• The request: Reproduce the entries from the line with "of the uniform" to the line with "point(422, 320)", both ends included. Keep the request lines unchanged and shift every x and y coordinate in the answer points up by 58.

• Task inputs:
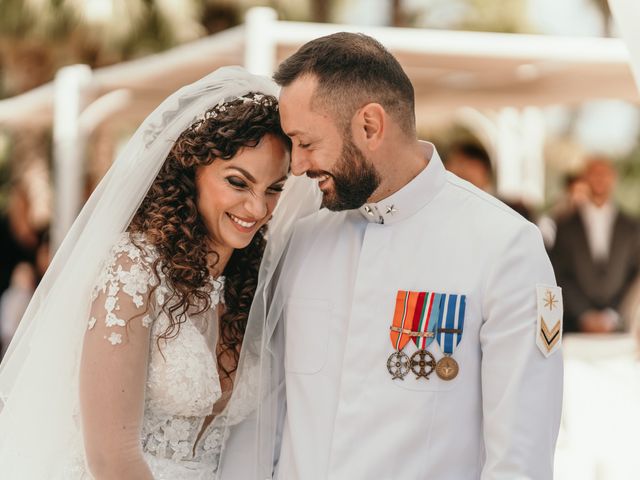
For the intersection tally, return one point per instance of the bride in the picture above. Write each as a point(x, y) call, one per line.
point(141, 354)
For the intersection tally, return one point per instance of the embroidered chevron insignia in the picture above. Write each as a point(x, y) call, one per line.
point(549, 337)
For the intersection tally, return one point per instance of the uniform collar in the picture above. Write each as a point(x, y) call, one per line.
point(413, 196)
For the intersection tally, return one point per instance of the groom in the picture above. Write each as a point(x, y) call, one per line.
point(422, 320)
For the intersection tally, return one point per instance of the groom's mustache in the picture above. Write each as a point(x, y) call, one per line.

==

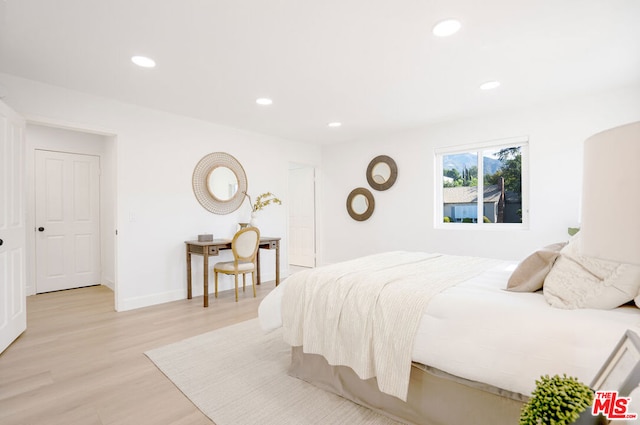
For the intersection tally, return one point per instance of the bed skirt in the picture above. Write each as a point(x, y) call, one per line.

--

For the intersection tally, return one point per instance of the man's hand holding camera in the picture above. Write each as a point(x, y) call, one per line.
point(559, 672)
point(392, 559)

• Correct output:
For the intersection tally, return one point per instance of the uniform collar in the picture above. Write each as a point(x, y) call, one per line.
point(471, 254)
For the intersection tally, return one point per instance of the groom in the picture above. Write each as a point(x, y) call, one per line.
point(480, 378)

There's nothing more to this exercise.